▶ Task item:
Write out the passage on the optoelectronic visual prosthesis below word for word, from "Optoelectronic Visual Prosthesis" to "touching the neurons.".

Optoelectronic Visual Prosthesis
This project takes a very novel route compared to previous attempts at sub and epi-retinal implants. In those systems, the high power consumption required by the stimulating electrodes have prevented high resolution implementations. Our approach, is to use novel light sensitization agents to allow us to stimulate the retinal ganglion cells with light rather than electricity. In so doing, it is possible to bypass many of the power and biocompatibility issues involved in physically touching the neurons.
Neuron Photosensitization
Presently most prostheses rely on stimulating nerves with pulses of electricity. It is thus very hard to be precise. In the case of retinal implants, it is not possible to target specific information pathways. It is additionally very hard to stimulate the neural ‘song’ which the thalamic and visual cortical regions of the brain are expecting.
In contrast, my group is using a revolutionary new approach. We have the ability to genetically manipulate individual types of neurons to be sensitive to light. This is carried out with the incorporation light gated ion channels such as channelrhodopsin on the cell surface of the neurons. With this technique it is possible to target individual cells and define individual action potentials. We can tune the neural ‘song’ up to 40Hz which is sufficient for the parvocellular retinal pathway, and are looking at improving kinetics for the phasic retinal ganglion cells of the magnocellular pathway.
I have ongoing collaborations with the Hankins lab at Oxford University and the Burrone Lab at Kings College, London, to develop the biology, and with Dr. Konstantin Nikolic, also at the Institute of Biomedical Engineering, Imperial College, to develop a better understanding of the biophysics of these opsins.

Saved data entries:
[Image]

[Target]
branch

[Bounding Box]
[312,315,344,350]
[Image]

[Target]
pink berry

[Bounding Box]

▶ Written response:
Optoelectronic Visual Prosthesis
This project takes a very novel route compared to previous attempts at sub and epi-retinal implants. In those systems, the high power consumption required by the stimulating electrodes have prevented high resolution implementations. Our approach, is to use novel light sensitization agents to allow us to stimulate the retinal ganglion cells with light rather than electricity. In so doing, it is possible to bypass many of the power and biocompatibility issues involved in physically touching the neurons.